> [TEXTE FOURNI]:
Attentat déjoué contre des opposants iraniens en pleine tournée européenne de Rohani
Un couple de Belges d'origine iranienne a été interpellé samedi près de Bruxelles par la police. Lundi, Amir S, 38 ans, et son épouse Nasimeh N, 33 ans, ont été inculpés de « tentative d'attentat terroriste et de préparation d'une infraction terroriste ».
Selon les opposants iraniens potentiellement ciblés, la femme est arrivée d'Iran en 2009. L'enquête menée en coopération avec les autorités judiciaires françaises et allemandes a débouché sur l'interpellation de plusieurs autres personnes, dont un diplomate iranien.
Colère de Téhéran
L'homme, présenté comme Assadollah Assadi par les opposants iraniens, 47 ans, est en poste à l'ambassade iranienne à Vienne en tant que conseiller. Il est soupçonné d'être un contact du couple. Mais Téhéran balaie toute implication de ses services dans le projet.
« L'Iran condamne sans équivoque toute forme de violence et de terrorisme, où que ce soit, et est prêt à travailler avec toutes les parties concernées », a réagi le ministre des Affaires étrangères Mohammad Javad Zarif.
Traduction : « Juste au moment où nous entamons une visite présidentielle en Europe, une opération iranienne présumée et ses ‘’conspirateurs’’ sont mis en échec L'Iran condamne sans équivoque toute forme de violence et de terrorisme, où que ce soit, et est prêt à travailler avec toutes les parties concernées pour découvrir ce sinistre stratagème ».

> [DONNÉES DE L'EXERCICE]:
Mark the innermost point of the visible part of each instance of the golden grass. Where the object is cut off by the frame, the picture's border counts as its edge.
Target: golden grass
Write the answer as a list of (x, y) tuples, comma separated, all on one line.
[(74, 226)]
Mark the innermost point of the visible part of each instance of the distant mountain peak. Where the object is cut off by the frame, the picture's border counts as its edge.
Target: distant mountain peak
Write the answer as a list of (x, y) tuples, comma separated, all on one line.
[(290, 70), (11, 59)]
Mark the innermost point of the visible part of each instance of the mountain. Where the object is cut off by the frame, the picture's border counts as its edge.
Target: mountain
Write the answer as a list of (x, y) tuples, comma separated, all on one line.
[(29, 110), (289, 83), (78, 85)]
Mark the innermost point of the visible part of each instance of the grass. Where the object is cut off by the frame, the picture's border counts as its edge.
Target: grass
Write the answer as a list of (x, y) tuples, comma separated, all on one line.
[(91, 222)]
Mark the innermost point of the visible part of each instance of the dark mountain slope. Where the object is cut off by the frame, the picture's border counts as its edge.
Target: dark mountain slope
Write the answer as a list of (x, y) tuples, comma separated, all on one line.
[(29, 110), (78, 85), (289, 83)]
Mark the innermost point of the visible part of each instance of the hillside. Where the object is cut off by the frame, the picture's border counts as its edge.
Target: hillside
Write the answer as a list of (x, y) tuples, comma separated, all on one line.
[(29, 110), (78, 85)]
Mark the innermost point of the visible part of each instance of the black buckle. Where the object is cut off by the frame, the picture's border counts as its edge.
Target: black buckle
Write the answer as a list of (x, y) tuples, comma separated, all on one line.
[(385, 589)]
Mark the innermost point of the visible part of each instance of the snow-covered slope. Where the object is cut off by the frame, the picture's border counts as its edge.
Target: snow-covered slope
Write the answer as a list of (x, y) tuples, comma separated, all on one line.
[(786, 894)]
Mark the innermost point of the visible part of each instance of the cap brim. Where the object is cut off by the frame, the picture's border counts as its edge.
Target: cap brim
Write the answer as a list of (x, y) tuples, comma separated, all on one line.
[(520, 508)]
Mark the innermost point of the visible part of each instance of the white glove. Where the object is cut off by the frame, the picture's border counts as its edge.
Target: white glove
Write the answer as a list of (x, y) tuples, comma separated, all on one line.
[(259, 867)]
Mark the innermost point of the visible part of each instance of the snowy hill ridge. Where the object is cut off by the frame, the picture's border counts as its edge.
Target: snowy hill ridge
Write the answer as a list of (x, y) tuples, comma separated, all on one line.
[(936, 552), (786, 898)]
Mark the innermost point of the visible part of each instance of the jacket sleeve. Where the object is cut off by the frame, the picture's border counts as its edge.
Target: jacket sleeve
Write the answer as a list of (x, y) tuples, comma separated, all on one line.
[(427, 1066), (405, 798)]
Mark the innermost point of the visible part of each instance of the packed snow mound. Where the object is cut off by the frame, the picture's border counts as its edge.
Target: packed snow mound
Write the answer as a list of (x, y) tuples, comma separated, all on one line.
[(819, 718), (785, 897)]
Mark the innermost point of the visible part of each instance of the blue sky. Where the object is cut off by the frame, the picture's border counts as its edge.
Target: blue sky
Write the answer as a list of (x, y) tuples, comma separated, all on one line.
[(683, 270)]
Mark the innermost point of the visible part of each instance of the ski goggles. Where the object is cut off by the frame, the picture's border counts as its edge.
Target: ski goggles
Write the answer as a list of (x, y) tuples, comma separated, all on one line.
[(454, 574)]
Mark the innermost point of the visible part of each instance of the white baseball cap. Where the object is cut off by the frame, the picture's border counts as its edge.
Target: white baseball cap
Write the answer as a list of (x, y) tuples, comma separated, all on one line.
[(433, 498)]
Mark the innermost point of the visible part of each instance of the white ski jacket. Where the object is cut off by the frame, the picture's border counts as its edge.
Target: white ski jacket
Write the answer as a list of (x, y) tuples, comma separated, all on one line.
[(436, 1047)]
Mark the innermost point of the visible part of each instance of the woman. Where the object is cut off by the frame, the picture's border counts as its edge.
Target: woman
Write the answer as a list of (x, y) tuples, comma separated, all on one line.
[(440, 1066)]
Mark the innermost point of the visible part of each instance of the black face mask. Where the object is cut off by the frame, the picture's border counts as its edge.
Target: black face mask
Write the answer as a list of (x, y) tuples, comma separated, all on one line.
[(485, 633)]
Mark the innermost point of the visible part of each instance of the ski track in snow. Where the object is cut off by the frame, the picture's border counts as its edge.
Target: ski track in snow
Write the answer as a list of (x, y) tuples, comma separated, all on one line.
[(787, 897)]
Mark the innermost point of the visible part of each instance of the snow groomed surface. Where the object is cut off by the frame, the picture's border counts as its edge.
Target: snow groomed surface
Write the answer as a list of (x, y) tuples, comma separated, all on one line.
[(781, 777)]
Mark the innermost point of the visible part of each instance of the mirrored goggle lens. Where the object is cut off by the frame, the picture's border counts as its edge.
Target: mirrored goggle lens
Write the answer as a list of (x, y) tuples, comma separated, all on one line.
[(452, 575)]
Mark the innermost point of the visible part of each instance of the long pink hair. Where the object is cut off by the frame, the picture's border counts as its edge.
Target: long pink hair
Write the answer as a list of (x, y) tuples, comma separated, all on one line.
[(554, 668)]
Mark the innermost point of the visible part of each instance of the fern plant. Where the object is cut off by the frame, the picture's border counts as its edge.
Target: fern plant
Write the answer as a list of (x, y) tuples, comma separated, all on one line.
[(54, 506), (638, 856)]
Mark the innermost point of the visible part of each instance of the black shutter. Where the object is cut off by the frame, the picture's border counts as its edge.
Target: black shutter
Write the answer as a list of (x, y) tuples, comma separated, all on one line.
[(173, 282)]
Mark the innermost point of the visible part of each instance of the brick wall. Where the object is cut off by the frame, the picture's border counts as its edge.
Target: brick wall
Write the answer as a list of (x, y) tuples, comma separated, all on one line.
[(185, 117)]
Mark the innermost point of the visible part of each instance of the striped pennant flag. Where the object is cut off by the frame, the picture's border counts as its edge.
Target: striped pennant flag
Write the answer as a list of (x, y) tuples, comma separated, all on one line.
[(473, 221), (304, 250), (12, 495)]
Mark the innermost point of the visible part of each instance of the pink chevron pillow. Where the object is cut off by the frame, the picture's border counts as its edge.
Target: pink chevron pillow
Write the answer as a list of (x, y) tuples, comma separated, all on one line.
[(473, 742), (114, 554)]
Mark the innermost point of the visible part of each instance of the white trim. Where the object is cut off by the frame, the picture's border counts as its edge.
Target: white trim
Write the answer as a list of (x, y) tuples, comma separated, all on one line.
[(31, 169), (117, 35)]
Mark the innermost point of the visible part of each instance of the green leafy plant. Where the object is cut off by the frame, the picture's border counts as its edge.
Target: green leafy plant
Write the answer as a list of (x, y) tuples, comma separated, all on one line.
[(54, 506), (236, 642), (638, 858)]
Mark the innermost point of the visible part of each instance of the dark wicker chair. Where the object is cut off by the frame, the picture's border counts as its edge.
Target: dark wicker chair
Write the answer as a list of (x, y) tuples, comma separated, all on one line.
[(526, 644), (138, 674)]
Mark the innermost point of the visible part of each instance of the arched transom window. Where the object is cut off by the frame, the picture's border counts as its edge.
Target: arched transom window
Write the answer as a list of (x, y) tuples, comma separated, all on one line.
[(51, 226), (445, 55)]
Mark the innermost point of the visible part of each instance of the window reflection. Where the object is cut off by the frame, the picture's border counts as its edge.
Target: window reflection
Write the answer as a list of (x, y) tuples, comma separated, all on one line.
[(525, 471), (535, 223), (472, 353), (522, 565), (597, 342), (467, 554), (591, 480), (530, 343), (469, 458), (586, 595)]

> [CONSIGNES]:
A – Recopiez telles quelles les lignes des entrées, de la ligne contenant "of the blue" jusqu'à la ligne contenant "[(436, 1047)]", ces deux lignes comprises.
B – Rédigez la suite de l'article sur l'attentat déjoué contre des opposants iraniens, en partant de sa dernière phrase.

> [RÉPONSES ATTENDUES]:
A –
Mark the innermost point of the visible part of each instance of the blue sky. Where the object is cut off by the frame, the picture's border counts as its edge.
Target: blue sky
Write the answer as a list of (x, y) tuples, comma separated, all on one line.
[(683, 270)]
Mark the innermost point of the visible part of each instance of the ski goggles. Where the object is cut off by the frame, the picture's border counts as its edge.
Target: ski goggles
Write the answer as a list of (x, y) tuples, comma separated, all on one line.
[(454, 574)]
Mark the innermost point of the visible part of each instance of the white baseball cap. Where the object is cut off by the frame, the picture's border counts as its edge.
Target: white baseball cap
Write the answer as a list of (x, y) tuples, comma separated, all on one line.
[(433, 498)]
Mark the innermost point of the visible part of each instance of the white ski jacket. Where the object is cut off by the frame, the picture's border counts as its edge.
Target: white ski jacket
Write the answer as a list of (x, y) tuples, comma separated, all on one line.
[(436, 1047)]

B –
L'Autriche a demandé mardi à l'Iran de lever l'immunité diplomatique de cet homme, accusé par les opposants iraniens d'être un membre des services de renseignements iraniens.
Par ailleurs, trois autres personnes ont été interpellées en France, dont deux ont été remises en liberté lundi.
Deux proches de Donald Trump - l'ancien président de la Chambre des représentants Newt Gingrich et Rudy Giuliani, un des avocats du président américain et ex-maire de New York - ont pris part à la réunion ciblée
L'éventuel projet d'attentat ciblait les Moudjahidine du peuple, un mouvement d'opposants iraniens exilés, dans le collimateur de Téhéran depuis des décennies, qui organise tous les ans un grand rassemblement en France.
Ce samedi, pas moins de 25 000 personnes étaient venues « appeler à la résistance et à la liberté » dans le grand parc des expositions, composé de gigantesques hangars, près de l’aéroport de Roissy Charles-de-Gaulle où se déroulent régulièrement des meetings politiques.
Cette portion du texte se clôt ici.